-- start --

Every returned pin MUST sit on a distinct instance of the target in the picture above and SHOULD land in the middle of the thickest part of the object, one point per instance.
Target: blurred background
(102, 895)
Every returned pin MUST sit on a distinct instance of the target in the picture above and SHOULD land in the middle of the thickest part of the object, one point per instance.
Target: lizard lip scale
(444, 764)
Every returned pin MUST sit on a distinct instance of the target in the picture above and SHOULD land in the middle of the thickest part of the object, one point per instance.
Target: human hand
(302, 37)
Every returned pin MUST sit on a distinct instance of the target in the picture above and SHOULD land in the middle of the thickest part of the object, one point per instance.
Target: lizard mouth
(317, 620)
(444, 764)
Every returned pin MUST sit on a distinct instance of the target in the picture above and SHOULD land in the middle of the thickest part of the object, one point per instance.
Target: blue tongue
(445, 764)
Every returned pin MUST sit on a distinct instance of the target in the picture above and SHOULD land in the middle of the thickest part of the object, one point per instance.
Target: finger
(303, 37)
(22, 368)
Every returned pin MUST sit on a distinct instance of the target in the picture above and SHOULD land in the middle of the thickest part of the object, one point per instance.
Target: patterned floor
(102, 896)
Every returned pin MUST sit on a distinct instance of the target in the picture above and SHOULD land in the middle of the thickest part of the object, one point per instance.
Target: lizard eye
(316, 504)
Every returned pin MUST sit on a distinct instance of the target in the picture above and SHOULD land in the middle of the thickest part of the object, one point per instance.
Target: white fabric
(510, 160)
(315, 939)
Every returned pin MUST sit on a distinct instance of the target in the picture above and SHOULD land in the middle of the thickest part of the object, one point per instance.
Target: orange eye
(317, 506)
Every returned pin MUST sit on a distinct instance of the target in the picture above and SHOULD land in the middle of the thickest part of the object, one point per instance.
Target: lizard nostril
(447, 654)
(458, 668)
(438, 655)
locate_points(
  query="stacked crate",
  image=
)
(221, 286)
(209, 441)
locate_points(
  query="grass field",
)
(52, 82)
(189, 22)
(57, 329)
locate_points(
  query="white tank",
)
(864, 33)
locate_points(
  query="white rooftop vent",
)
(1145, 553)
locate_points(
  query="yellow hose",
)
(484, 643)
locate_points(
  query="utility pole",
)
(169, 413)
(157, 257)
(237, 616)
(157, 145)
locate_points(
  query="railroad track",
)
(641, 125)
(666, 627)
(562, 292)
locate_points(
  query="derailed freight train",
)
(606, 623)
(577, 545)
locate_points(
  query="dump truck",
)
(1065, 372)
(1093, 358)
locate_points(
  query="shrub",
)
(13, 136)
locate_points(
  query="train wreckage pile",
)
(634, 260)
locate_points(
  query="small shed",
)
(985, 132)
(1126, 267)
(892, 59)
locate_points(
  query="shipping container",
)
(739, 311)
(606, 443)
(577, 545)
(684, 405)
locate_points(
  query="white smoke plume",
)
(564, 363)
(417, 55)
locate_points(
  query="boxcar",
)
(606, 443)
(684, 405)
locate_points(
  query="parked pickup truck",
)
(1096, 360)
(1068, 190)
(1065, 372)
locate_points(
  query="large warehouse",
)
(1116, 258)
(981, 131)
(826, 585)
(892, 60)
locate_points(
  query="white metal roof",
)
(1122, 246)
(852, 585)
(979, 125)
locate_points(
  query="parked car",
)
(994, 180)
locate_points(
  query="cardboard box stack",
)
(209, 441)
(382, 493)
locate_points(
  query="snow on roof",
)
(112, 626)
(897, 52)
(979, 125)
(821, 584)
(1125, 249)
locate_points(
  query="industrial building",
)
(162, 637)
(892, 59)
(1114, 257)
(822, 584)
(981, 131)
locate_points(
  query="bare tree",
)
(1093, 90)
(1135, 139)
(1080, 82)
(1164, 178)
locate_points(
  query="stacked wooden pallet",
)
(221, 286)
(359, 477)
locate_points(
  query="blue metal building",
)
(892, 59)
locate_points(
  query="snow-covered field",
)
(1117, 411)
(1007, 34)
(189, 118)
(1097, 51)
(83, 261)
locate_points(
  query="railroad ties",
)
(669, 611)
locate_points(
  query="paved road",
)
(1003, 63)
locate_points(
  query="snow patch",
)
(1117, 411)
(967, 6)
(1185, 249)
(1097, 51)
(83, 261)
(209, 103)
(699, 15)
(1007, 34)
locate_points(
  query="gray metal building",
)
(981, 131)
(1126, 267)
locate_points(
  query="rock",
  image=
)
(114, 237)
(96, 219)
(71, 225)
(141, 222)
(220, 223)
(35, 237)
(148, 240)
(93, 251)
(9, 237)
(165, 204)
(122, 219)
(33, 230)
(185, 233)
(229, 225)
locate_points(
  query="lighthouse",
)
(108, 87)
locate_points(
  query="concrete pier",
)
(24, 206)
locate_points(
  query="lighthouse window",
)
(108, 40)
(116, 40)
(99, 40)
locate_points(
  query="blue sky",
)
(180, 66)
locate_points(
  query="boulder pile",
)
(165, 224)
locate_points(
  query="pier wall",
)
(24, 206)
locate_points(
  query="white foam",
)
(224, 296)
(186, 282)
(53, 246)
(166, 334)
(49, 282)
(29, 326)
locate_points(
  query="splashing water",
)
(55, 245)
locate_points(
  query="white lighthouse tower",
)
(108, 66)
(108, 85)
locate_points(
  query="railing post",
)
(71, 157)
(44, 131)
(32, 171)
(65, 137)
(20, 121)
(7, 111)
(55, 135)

-- end --

• [Work to complete]: Restate every line of the data word for word.

• [Final result]:
Every returned pin MUST sit on a distinct instance of the target in the picture above and SHOULD land in the middle of the thickest part of the object, one point per instance.
Target: blurred background
(102, 895)
Every returned pin MUST sit on a distinct instance of the target in the picture above and SHOULD land in the middle of the thickest part of the object, one point per instance.
Target: lizard lip scale
(444, 764)
Every returned pin MUST sit on a distinct instance of the target in the picture above and SHOULD land in the middle of the thickest part of the object, one point per instance.
Target: human hand
(302, 37)
Every returned pin MUST sit on a distinct instance of the target in the picture above and SHOULD land in the middle of the thickest part of the object, one point per instance.
Target: lizard mouth
(317, 620)
(444, 764)
Every returned pin MUST sit on a distinct instance of the target in the picture above and SHOULD land in the middle of the thickest part of the object, one point per instance.
Target: blue tongue
(445, 764)
Every returned pin MUST sit on a distinct instance of the target in the picture above and SHOULD land in the middle of the thickest part of the object, one point per instance.
Target: finger
(303, 37)
(22, 368)
Every returned pin MUST sit on a distinct instance of the target in the picture above and SHOULD land in the middle of the thickest part of the object, one point per instance.
Target: patterned floor
(102, 896)
Every returned pin MUST sit on a distinct instance of the target in the picture above and SHOULD land in the middle of the thickest part of the object, one point per instance.
Target: lizard eye
(316, 504)
Every returned pin MUST sit on a distinct instance of the target in the picture above and SHOULD land in the middle of the thickest part of the object, one point per instance.
Target: white fabric
(510, 160)
(315, 939)
Every returned pin MUST sit on a distinct instance of the target in the picture above and SHOULD land in the middle of the thickest part of the object, one point per instance.
Target: orange eye
(317, 506)
Every returned pin MUST sit on a distinct instance of the target in the picture above and SHOULD land in the middle of the thickest part of the object, one point per instance.
Target: lizard nostril
(447, 654)
(458, 668)
(438, 655)
locate_points(
  query="stacked crate",
  image=
)
(221, 286)
(209, 441)
locate_points(
  query="grass field",
)
(52, 82)
(189, 22)
(57, 329)
locate_points(
  query="white tank",
)
(864, 33)
locate_points(
  query="white rooftop vent",
)
(1145, 553)
locate_points(
  query="yellow hose",
)
(484, 643)
locate_points(
  query="utility pole",
)
(169, 413)
(157, 257)
(237, 616)
(157, 145)
locate_points(
  query="railroad track",
)
(641, 125)
(666, 627)
(562, 292)
locate_points(
  query="derailed freight train",
)
(606, 623)
(577, 545)
locate_points(
  query="dump truck",
)
(1065, 372)
(1093, 358)
locate_points(
  query="shrub",
)
(13, 136)
locate_points(
  query="train wreckage pile",
)
(634, 260)
locate_points(
  query="small shed",
)
(985, 132)
(1126, 267)
(892, 59)
locate_points(
  query="shipping container",
)
(739, 311)
(606, 443)
(577, 545)
(684, 405)
locate_points(
  query="white smoke plume",
)
(564, 363)
(417, 55)
locate_points(
  query="boxcar",
)
(606, 443)
(684, 405)
locate_points(
  query="parked pickup truck",
)
(1096, 360)
(1068, 190)
(1065, 372)
locate_points(
  query="large warehouse",
)
(1116, 258)
(981, 131)
(826, 585)
(892, 60)
locate_points(
  query="white metal roof",
)
(1122, 246)
(852, 585)
(979, 125)
locate_points(
  query="parked car",
)
(994, 180)
locate_points(
  query="cardboard box stack",
)
(209, 441)
(382, 493)
locate_points(
  query="snow on roof",
)
(112, 626)
(897, 52)
(979, 125)
(821, 584)
(1125, 249)
locate_points(
  query="industrial building",
)
(162, 637)
(892, 59)
(1114, 257)
(822, 584)
(981, 131)
locate_points(
  query="bare tree",
)
(1093, 90)
(1135, 139)
(1080, 82)
(1164, 178)
locate_points(
  query="stacked wooden pallet",
)
(221, 286)
(359, 477)
locate_points(
  query="blue metal building",
)
(892, 59)
locate_points(
  query="snow-covered field",
)
(1117, 411)
(1007, 34)
(189, 118)
(1097, 51)
(83, 261)
locate_points(
  query="railroad ties",
)
(669, 611)
locate_points(
  query="paved road",
)
(1003, 63)
locate_points(
  query="snow patch",
)
(1117, 411)
(967, 6)
(1185, 249)
(1097, 51)
(83, 261)
(209, 103)
(699, 15)
(1007, 34)
locate_points(
  query="gray metal building",
)
(981, 131)
(1126, 267)
locate_points(
  query="rock",
  image=
)
(114, 237)
(96, 219)
(71, 225)
(141, 222)
(220, 223)
(35, 237)
(148, 240)
(93, 251)
(9, 237)
(165, 204)
(122, 219)
(33, 230)
(185, 233)
(229, 225)
locate_points(
  query="lighthouse",
)
(108, 87)
locate_points(
  query="concrete pier",
)
(24, 206)
locate_points(
  query="lighthouse window",
)
(108, 40)
(116, 40)
(99, 40)
locate_points(
  query="blue sky",
)
(180, 66)
locate_points(
  query="boulder pile",
)
(165, 224)
locate_points(
  query="pier wall",
)
(24, 206)
locate_points(
  query="white foam",
)
(224, 296)
(186, 282)
(53, 246)
(166, 334)
(49, 282)
(29, 326)
locate_points(
  query="splashing water",
)
(55, 245)
locate_points(
  query="white lighthouse tower",
)
(108, 66)
(108, 85)
locate_points(
  query="railing post",
)
(71, 157)
(44, 131)
(32, 171)
(65, 137)
(20, 121)
(7, 111)
(55, 135)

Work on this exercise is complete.